* ASSIGNED TASK 1: In the post about the Xenon 133 plume, what is the half-life given for Xenon 133?
* ASSIGNED TASK 2: Please copy a section of the Xenon 133 post word for word, starting at the words "Now, being able" and ending after "an absorbed dose.".
* ASSIGNED TASK 3: Carry on the Xenon 133 post after its last sentence.

* PASSAGE FOR REVIEW:
--------------------------------------------------

Tuesday, March 22, 2011

Massive Xenon 133 plume at our doorstep

Xenon 133 is one of the radioactive noble gases that offers proof of uranium decay.  It has a half-life of 5.2 days.  To become stable, this gas will discharge a beta ray with an energy of about .233 Million electron volts and decay into its stable daughter product cesium 133.  In about 30 days, activity will drop to about 1%.

Now, being able to visually recognize this plume provides only part of the equation in terms of what our exposures will be.  We also need to understand the concentration (in Becquerel) to determine an absorbed dose.

Occupational exposure limits set by the NRC are at 1 x 10-4 μCi/mL of air.  Since i don't have a value in becquerel, it's quite impossible to get an accurate estimation.  Before anyone decides to panic, keep in mind that counts per minute readings along the west coast have stayed within normal background limits, so concentrations of Xenon 133 are likely negligible.

Namie, Fukushima Prefecture [located 20km from Fukushima] is now reading 1600 times normal background.  It rained in that area last night, so that probably has a lot to do with it.  That works out to about 140 rem per year - an absolutely unlivable value, 280 times above the recommended maximum permissible dose for the general population.

Tokyo and Yokohama readings are within normal limits according to today's data.

--------------------------------------------------

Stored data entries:
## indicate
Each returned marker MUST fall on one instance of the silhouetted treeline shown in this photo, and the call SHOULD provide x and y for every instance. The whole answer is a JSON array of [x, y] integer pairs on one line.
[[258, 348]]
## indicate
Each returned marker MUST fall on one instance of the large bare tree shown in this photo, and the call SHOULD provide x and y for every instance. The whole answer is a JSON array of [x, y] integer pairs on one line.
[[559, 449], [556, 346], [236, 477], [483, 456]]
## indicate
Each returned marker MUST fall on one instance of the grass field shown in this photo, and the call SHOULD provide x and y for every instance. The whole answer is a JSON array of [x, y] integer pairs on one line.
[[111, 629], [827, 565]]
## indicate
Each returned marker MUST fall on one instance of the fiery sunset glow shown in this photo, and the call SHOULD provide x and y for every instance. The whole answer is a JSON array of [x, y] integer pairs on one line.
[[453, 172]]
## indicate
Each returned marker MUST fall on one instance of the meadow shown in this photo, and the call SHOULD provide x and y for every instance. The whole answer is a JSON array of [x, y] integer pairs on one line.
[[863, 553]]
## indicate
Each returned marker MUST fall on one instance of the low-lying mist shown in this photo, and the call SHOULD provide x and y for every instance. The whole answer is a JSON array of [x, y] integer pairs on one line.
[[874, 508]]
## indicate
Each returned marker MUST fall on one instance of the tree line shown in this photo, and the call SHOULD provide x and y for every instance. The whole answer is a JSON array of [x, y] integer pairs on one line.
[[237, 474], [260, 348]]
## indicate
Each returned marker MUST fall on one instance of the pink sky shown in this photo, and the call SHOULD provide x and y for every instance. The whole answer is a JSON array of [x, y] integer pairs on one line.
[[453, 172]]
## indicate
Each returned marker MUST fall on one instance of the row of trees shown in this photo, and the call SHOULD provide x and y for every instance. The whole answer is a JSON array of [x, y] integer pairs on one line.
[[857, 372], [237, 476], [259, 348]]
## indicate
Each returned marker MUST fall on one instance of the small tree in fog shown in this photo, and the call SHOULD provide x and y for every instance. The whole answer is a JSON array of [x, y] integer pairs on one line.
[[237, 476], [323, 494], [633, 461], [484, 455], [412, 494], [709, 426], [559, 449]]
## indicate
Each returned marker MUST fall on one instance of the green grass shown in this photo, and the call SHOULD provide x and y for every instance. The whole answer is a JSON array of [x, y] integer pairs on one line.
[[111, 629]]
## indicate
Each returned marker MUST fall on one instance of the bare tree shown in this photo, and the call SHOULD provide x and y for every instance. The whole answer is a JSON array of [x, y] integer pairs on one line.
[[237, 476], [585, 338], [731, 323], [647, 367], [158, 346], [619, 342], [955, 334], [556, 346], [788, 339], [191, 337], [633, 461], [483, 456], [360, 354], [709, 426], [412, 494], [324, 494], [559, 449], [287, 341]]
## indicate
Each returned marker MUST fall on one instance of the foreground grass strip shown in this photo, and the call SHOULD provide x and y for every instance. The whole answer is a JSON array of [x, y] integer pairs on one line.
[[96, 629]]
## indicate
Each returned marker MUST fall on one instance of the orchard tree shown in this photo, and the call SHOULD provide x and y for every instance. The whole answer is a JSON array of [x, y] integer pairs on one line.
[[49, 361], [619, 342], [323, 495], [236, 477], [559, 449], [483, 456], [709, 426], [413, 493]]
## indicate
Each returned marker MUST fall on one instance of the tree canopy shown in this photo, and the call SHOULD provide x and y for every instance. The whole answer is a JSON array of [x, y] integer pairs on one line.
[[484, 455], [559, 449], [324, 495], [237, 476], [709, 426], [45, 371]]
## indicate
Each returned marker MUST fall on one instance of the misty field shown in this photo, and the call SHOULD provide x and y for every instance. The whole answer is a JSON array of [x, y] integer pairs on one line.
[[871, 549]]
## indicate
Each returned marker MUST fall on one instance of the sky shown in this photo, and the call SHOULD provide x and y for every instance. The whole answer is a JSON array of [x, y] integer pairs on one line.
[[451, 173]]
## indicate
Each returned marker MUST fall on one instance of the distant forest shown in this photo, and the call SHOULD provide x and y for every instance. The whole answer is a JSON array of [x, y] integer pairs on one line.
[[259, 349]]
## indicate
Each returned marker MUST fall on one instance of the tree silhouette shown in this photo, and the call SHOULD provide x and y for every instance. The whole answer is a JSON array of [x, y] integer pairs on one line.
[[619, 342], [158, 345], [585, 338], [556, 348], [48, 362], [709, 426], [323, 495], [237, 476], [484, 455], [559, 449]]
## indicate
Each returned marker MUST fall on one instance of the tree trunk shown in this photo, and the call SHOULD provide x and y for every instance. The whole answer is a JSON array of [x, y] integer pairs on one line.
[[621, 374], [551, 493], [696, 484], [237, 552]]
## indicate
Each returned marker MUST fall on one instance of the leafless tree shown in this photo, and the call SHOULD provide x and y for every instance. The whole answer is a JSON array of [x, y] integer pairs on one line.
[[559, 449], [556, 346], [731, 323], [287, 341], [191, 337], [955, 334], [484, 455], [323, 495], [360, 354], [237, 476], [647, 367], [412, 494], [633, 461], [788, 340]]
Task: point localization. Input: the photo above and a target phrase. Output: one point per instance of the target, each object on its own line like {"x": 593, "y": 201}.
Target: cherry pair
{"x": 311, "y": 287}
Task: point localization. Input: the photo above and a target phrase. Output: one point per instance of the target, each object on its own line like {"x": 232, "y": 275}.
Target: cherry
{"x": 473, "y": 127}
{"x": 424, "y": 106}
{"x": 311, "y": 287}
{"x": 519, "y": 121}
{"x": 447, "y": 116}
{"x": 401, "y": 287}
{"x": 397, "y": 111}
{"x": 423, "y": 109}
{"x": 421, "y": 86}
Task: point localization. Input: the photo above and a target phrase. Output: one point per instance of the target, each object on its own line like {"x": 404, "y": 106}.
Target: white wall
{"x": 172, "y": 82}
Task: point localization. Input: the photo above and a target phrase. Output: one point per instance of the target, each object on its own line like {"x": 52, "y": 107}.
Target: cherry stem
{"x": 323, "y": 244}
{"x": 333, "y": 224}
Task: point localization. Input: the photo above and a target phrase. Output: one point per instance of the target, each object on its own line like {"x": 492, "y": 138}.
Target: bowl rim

--------------------------------------------------

* EXPECTED OUTPUT 1: 5.2 days

* EXPECTED OUTPUT 2:
Now, being able to visually recognize this plume provides only part of the equation in terms of what our exposures will be.  We also need to understand the concentration (in Becquerel) to determine an absorbed dose.

* EXPECTED OUTPUT 3:
Update:  Apparently, the above was a theoretical simulation based on an assumed isotope releases and actual values can't be confirmed.  Explanation as follows:


  1. I'm writing from New Mexico USA. My friends and I have been having discussions as to the number of spent fuel rods in storage at the Fukushima Daiichi nuclear plant. We have seen reports of as many as 600,000 and as few as 12,000. Could you give us clarification?

  2. This should help clarify your question -


    60 rods per assembly, so it comes out to about 281,000 total distributed throughout the site?

    The total amount currently residing in the spent fuel pool is open for speculation. If i get reliable info i will be sure to share asap

  3. When you say "counts per minute readings along the west coast have stayed within normal background limits", do you mean the west coast of the Philippines or the USA?
    And which part of the west coast?

  4. U.S. west coast. All sensors in these states have not exceeded 30 cpm as of an hour ago. Nominal. No alarm bells until 130, and if it's a transient reading then no big deal.